__Your task__. Which of the lines in the records below hold the string "mask"? Copy every one of them.

*** Supplied data ***

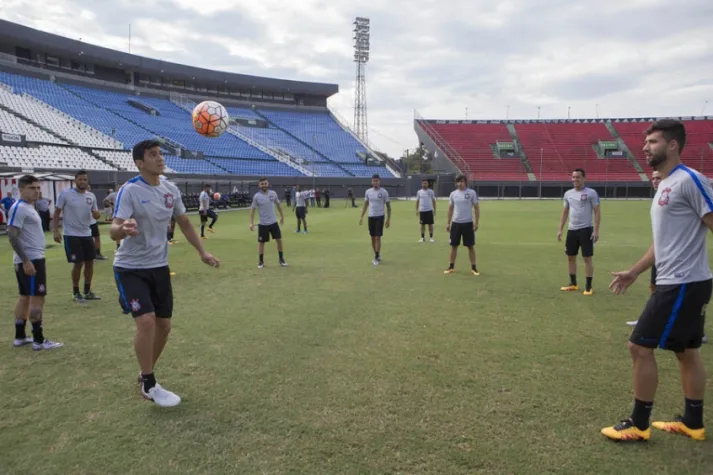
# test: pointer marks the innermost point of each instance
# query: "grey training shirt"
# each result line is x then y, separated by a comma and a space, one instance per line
682, 199
152, 206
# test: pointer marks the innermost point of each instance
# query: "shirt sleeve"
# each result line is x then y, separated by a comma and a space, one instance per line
699, 194
124, 208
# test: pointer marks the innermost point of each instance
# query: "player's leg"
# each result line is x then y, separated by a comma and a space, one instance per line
571, 249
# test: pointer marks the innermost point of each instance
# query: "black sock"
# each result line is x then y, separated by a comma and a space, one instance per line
693, 415
20, 333
641, 414
149, 381
37, 332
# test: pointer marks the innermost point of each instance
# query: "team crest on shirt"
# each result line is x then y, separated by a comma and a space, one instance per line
665, 196
168, 200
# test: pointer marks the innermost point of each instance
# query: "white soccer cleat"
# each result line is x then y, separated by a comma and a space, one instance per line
22, 342
162, 397
47, 345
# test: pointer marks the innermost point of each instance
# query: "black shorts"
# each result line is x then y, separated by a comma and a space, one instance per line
426, 217
376, 226
462, 230
143, 291
674, 317
79, 249
264, 232
32, 285
580, 238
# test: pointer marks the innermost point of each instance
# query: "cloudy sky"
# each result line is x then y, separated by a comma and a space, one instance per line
623, 58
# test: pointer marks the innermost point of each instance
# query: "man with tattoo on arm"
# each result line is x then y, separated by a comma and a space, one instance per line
28, 241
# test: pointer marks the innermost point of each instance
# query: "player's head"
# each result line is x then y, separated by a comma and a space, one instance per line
665, 139
29, 186
148, 157
461, 182
81, 180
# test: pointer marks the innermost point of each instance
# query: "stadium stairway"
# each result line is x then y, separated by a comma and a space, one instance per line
317, 152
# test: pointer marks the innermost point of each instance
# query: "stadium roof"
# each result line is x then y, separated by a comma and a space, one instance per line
29, 37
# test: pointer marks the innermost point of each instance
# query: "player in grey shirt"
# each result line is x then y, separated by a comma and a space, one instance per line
425, 209
674, 317
144, 207
28, 243
463, 204
580, 205
265, 201
376, 200
79, 207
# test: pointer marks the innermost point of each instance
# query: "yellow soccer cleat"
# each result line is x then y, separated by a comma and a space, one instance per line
678, 427
626, 431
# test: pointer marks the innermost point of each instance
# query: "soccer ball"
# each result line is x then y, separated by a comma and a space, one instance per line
210, 119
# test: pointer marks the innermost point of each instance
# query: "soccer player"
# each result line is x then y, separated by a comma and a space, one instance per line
301, 208
376, 199
265, 201
144, 207
27, 239
579, 204
462, 201
673, 319
79, 207
426, 209
205, 211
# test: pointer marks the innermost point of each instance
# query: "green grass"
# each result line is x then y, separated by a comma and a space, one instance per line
332, 366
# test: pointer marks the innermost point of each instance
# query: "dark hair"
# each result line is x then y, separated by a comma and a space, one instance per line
26, 180
671, 129
141, 147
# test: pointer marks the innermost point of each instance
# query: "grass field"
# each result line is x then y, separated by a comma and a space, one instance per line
333, 366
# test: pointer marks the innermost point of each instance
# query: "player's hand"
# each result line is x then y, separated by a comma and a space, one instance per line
622, 281
29, 268
129, 228
210, 260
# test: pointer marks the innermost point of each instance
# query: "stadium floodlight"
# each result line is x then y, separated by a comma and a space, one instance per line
362, 46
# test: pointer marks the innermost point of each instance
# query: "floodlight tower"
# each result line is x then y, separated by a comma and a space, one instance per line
361, 57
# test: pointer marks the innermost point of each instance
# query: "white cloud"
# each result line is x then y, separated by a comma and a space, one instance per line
624, 58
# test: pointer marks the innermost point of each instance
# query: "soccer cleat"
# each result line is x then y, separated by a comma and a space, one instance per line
162, 397
678, 427
626, 431
46, 345
91, 296
22, 341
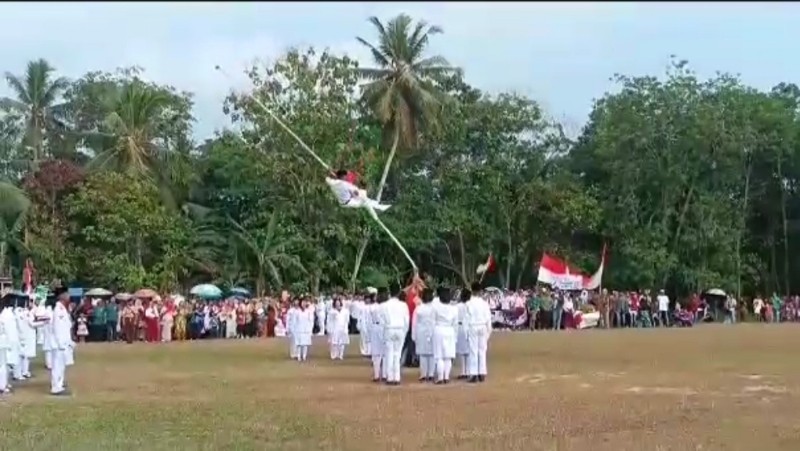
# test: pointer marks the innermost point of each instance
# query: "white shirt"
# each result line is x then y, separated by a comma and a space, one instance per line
663, 302
477, 313
445, 315
62, 327
395, 314
344, 191
423, 321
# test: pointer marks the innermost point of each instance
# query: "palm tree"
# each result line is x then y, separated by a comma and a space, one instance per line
128, 141
11, 238
36, 95
270, 251
402, 89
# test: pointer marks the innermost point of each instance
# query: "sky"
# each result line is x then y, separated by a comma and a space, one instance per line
561, 54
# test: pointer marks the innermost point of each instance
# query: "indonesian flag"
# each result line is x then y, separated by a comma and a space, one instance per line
486, 267
560, 274
27, 277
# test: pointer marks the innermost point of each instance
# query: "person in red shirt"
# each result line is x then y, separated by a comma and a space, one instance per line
410, 295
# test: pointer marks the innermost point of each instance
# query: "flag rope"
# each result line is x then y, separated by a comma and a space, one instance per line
308, 149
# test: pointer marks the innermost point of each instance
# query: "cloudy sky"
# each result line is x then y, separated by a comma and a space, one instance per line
560, 54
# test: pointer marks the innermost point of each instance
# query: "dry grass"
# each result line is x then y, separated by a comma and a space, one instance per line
706, 388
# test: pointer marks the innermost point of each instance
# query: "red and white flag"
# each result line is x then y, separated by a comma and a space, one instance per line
562, 275
27, 277
486, 267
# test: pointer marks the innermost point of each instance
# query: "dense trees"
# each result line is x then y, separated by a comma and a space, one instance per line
693, 183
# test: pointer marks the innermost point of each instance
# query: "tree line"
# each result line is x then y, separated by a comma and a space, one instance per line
692, 183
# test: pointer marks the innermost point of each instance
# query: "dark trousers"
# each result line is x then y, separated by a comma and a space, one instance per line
409, 355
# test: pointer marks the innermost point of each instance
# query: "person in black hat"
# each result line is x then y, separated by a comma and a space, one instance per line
462, 343
6, 337
478, 322
376, 342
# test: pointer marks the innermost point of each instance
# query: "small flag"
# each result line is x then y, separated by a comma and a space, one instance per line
486, 267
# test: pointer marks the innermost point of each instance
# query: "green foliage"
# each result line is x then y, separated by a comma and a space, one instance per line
692, 183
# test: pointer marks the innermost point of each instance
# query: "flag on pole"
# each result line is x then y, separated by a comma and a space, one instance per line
27, 277
486, 267
562, 275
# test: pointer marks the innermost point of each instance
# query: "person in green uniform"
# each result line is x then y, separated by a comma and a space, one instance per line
112, 320
534, 304
97, 328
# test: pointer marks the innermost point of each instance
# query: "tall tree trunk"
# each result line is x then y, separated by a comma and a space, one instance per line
785, 226
742, 227
509, 260
365, 241
463, 253
679, 229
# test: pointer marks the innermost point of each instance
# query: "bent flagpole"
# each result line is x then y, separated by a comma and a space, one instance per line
281, 123
326, 166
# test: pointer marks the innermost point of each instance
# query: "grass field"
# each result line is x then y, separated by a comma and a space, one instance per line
712, 387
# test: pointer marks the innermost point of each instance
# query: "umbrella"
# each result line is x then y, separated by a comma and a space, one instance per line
240, 291
145, 293
98, 292
206, 290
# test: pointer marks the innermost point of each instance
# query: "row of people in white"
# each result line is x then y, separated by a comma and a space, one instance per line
441, 331
444, 331
18, 342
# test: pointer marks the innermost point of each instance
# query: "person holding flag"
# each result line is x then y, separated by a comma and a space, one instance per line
487, 267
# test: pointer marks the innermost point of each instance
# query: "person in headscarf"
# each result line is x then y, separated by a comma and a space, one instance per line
445, 319
422, 329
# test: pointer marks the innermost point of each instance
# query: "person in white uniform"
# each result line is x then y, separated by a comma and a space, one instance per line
462, 345
422, 334
303, 329
27, 325
43, 314
376, 336
291, 318
62, 345
396, 320
478, 319
6, 336
12, 349
338, 333
363, 322
321, 314
445, 319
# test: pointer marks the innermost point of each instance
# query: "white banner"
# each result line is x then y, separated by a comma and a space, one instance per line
567, 282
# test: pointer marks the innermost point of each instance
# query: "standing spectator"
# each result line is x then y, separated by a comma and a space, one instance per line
533, 305
112, 320
602, 307
97, 330
730, 310
129, 322
546, 310
633, 309
558, 311
777, 304
663, 308
758, 308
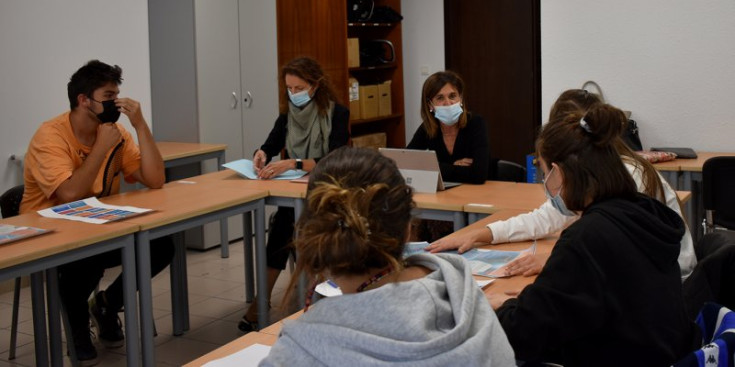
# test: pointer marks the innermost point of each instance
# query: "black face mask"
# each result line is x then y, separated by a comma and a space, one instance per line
110, 112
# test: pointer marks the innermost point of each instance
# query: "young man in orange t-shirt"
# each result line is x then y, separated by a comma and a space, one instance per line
79, 154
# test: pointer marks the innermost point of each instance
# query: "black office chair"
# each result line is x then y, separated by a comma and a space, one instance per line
718, 175
10, 207
510, 171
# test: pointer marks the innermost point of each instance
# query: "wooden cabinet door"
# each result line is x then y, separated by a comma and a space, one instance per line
495, 47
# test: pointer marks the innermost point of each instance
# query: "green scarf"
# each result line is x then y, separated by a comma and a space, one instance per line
308, 133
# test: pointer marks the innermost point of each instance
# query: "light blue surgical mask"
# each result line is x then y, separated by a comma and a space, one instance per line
449, 115
556, 201
300, 99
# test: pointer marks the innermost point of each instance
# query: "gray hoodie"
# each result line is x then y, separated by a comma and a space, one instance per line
442, 319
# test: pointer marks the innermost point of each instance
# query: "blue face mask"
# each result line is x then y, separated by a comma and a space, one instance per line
449, 115
300, 99
556, 201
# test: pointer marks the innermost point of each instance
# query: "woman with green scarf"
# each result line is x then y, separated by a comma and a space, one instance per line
311, 125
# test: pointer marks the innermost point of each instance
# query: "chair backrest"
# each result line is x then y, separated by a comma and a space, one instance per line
718, 176
510, 171
10, 201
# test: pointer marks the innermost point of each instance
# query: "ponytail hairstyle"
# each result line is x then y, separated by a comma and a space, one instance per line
310, 71
580, 101
583, 146
356, 218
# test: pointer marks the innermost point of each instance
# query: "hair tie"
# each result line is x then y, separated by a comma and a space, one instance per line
584, 125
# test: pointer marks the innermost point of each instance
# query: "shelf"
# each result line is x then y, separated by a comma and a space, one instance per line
369, 24
375, 119
376, 67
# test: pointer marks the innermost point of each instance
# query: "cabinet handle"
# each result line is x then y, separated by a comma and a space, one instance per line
248, 99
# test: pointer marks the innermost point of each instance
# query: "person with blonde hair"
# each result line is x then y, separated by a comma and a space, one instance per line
610, 292
311, 125
545, 220
386, 309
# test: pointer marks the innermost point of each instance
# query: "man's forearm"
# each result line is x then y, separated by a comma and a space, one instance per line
151, 162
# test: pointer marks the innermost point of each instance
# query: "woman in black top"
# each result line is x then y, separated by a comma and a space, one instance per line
311, 125
610, 292
458, 137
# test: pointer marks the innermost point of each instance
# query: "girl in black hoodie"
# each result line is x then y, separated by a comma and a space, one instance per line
610, 293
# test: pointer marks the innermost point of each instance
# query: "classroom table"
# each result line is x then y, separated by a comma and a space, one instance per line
518, 282
180, 205
498, 286
493, 196
68, 241
177, 154
234, 346
282, 193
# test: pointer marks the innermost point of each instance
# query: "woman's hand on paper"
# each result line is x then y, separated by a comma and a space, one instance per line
462, 242
527, 265
497, 299
259, 160
274, 169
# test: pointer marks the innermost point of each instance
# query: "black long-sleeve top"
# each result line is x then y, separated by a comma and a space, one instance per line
609, 294
339, 136
472, 142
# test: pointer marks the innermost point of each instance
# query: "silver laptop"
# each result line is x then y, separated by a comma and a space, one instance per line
420, 169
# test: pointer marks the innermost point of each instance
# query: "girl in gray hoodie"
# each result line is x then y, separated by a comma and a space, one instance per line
423, 310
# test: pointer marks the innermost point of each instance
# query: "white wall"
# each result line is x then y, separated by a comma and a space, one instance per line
670, 62
43, 43
423, 45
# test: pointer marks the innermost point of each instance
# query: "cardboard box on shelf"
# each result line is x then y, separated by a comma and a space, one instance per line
354, 95
384, 98
368, 101
353, 52
375, 141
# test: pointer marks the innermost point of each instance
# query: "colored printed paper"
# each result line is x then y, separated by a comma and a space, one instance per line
91, 210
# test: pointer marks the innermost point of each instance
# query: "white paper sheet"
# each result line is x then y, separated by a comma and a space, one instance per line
245, 168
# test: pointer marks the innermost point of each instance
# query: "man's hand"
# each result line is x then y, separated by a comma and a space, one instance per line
108, 136
131, 108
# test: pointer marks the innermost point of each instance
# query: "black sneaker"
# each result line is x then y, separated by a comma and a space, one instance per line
86, 353
107, 322
246, 325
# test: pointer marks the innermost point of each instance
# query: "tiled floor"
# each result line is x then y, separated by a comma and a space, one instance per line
216, 303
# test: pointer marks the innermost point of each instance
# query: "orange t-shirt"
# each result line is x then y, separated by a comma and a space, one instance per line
55, 153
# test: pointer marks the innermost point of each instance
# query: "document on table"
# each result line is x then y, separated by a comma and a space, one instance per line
245, 168
10, 233
91, 210
486, 263
249, 356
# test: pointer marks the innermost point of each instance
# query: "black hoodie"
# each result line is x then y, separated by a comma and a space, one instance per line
610, 293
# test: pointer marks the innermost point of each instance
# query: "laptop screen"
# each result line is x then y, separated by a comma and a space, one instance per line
420, 168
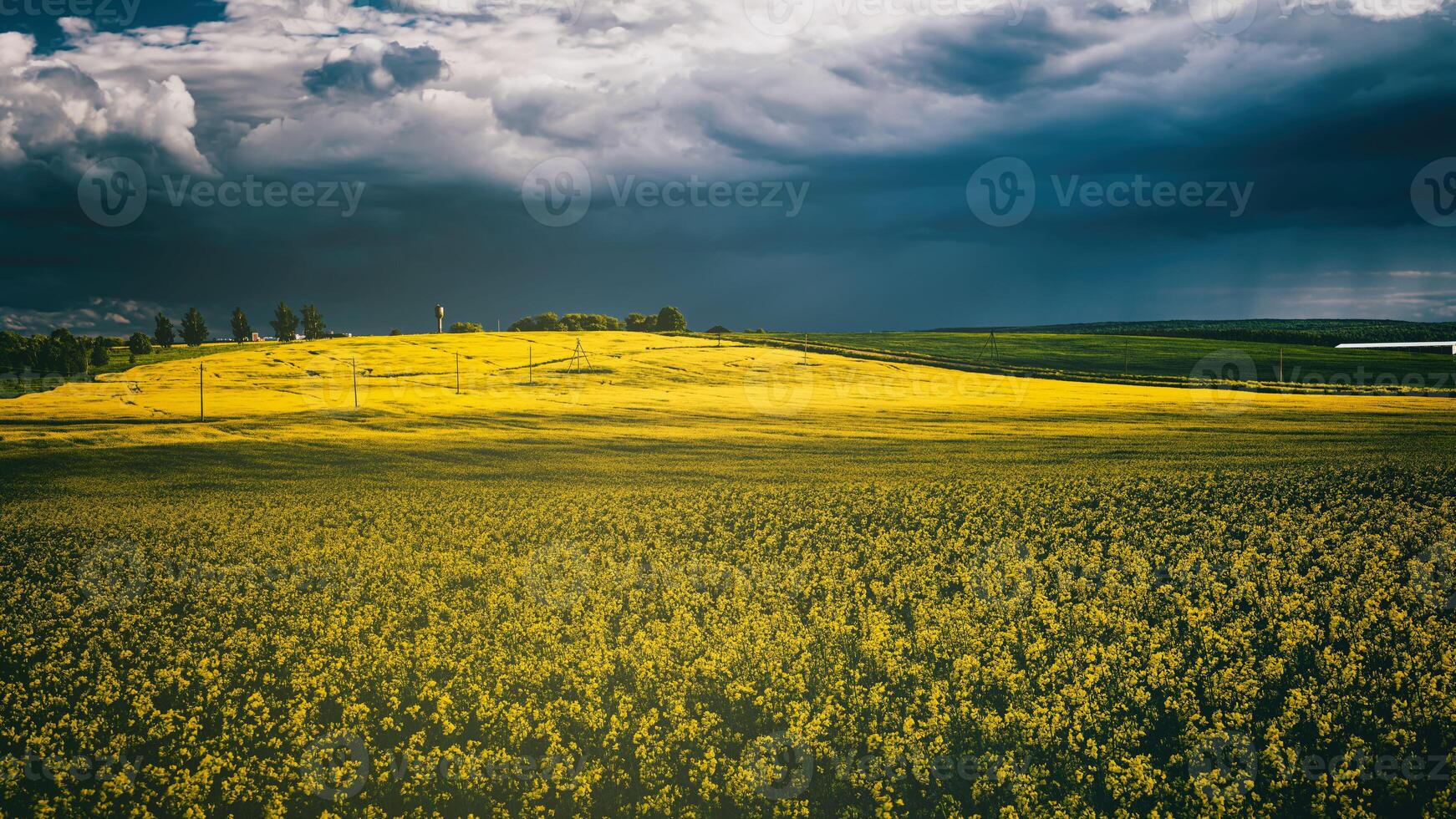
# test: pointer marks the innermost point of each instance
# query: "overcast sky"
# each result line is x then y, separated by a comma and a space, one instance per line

*** End of Supplied data ***

__Solution for this problem__.
# query: "black face mask"
# query: "light blue surgical mask"
# query: "blue face mask"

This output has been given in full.